[TEXT SEGMENT]:
Oct 16, 2013 Restaurants
Nic Watt brings new Japanese style to Auckland
It’s Japanese, but not as we know it. Nic Watt’s new Masu Japanese Robata Restaurant and Bar in the Federal Street Dining Precinct brings new international flavour to the popular cooking style.
The food focus at Masu is on the robata, a charcoal-powered cooking hearth where you can see the chefs creating lavish food-laden skewers and slowly rotating them over hot coals.
Located between The Grill by Sean Connolly and Al Brown’s Depot , Masu joins Auckland’s cosmopolitan Federal Street Dining Precinct, complementing one of the country’s finest single-street line-ups of prestige restaurants.
The Masu menu is truly impressive with a number of signature dishes. The food presentation is superb as you’d expect; try the first-class sashimi selection, the jumbo prawn with red yuzu koshou, the tartare of salmon and tuna or the lamb cutlets with gochujang hot pepper, pickled onions and carrot.
And make sure you leave enough room for the “to die for” chocolate pudding with green tea dusting.
The executive chef’s mantra is that the food is “all about passion for flavour and dedication to detail.”

[GIVEN PROBLEM 1]:
Answer these questions using the article on Masu:
(a) What is a robata?
(b) Which two restaurants is Masu located between?
(c) What is the chocolate pudding dusted with?

[MATERIAL SHOWN]:
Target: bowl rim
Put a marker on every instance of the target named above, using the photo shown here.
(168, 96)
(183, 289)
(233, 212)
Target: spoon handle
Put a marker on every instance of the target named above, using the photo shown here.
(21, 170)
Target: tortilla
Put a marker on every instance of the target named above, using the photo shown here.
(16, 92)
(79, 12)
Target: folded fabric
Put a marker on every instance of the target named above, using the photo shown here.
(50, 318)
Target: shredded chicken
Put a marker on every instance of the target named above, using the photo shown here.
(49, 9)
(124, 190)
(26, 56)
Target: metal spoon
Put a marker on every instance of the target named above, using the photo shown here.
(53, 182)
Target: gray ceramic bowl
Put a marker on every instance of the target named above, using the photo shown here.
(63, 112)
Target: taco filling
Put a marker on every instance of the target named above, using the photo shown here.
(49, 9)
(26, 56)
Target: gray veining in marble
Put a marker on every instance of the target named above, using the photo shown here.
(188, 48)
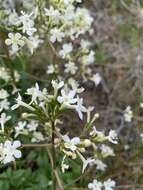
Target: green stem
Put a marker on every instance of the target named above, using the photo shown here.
(53, 156)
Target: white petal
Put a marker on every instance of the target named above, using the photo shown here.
(16, 144)
(17, 154)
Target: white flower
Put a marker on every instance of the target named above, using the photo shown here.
(75, 86)
(128, 114)
(4, 105)
(80, 108)
(32, 126)
(71, 144)
(3, 94)
(112, 137)
(63, 165)
(37, 137)
(53, 14)
(57, 85)
(96, 79)
(100, 165)
(87, 162)
(88, 59)
(16, 41)
(35, 92)
(67, 99)
(51, 69)
(33, 43)
(70, 68)
(20, 129)
(56, 35)
(98, 134)
(106, 151)
(27, 24)
(95, 185)
(109, 184)
(66, 50)
(3, 119)
(19, 102)
(10, 151)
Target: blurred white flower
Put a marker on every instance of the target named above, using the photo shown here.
(70, 68)
(128, 114)
(112, 137)
(16, 40)
(3, 94)
(4, 105)
(67, 99)
(66, 49)
(56, 35)
(96, 79)
(109, 184)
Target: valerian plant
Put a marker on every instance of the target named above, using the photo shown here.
(64, 26)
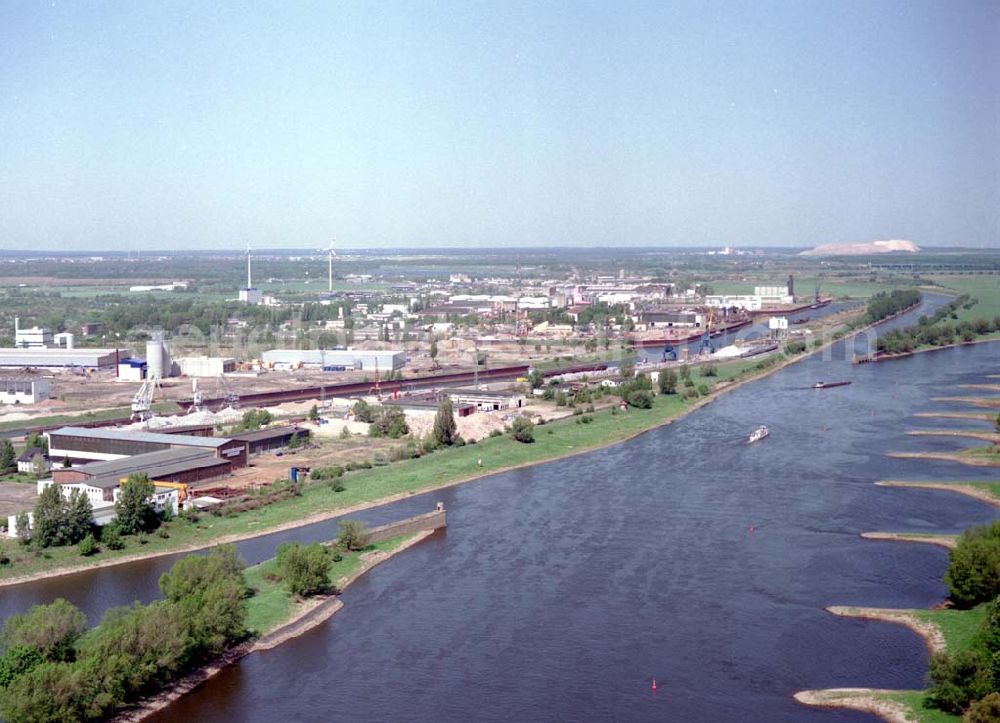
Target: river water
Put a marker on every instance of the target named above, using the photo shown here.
(559, 592)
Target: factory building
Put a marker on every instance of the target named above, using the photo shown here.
(23, 389)
(205, 366)
(746, 302)
(685, 318)
(131, 370)
(31, 338)
(266, 440)
(168, 465)
(487, 401)
(83, 444)
(774, 294)
(429, 406)
(336, 359)
(59, 358)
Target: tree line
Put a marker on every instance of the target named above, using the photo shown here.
(968, 681)
(934, 331)
(53, 669)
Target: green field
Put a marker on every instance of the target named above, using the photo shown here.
(270, 604)
(364, 486)
(986, 289)
(958, 626)
(368, 486)
(914, 701)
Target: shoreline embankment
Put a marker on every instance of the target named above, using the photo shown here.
(323, 515)
(947, 541)
(955, 457)
(962, 488)
(309, 614)
(929, 632)
(865, 700)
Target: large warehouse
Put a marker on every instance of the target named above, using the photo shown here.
(87, 444)
(348, 359)
(172, 465)
(23, 389)
(59, 358)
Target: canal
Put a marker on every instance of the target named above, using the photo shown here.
(559, 592)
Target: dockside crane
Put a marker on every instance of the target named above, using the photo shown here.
(706, 340)
(142, 402)
(229, 396)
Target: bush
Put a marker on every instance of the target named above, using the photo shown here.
(640, 399)
(973, 574)
(304, 569)
(523, 430)
(111, 537)
(324, 473)
(87, 546)
(353, 535)
(957, 680)
(986, 710)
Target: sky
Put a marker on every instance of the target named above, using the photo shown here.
(172, 125)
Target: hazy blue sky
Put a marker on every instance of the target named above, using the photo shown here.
(188, 124)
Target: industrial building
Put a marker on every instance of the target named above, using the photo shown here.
(336, 359)
(684, 318)
(266, 440)
(205, 366)
(487, 401)
(746, 302)
(417, 404)
(774, 294)
(32, 337)
(23, 389)
(169, 465)
(59, 358)
(84, 444)
(131, 369)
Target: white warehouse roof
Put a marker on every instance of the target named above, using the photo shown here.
(57, 357)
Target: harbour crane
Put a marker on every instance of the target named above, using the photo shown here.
(197, 397)
(706, 340)
(227, 393)
(142, 402)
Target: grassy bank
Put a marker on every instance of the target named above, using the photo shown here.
(365, 488)
(381, 485)
(271, 605)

[GIVEN PROBLEM 2]: Pick out every line of the listing that contains the word "building", matching its case exactly.

[SOLUTION 1]:
(a) A charcoal-powered cooking hearth.
(b) The Grill by Sean Connolly and Al Brown's Depot.
(c) Green tea.

[SOLUTION 2]:
Target: factory building
Target: industrial building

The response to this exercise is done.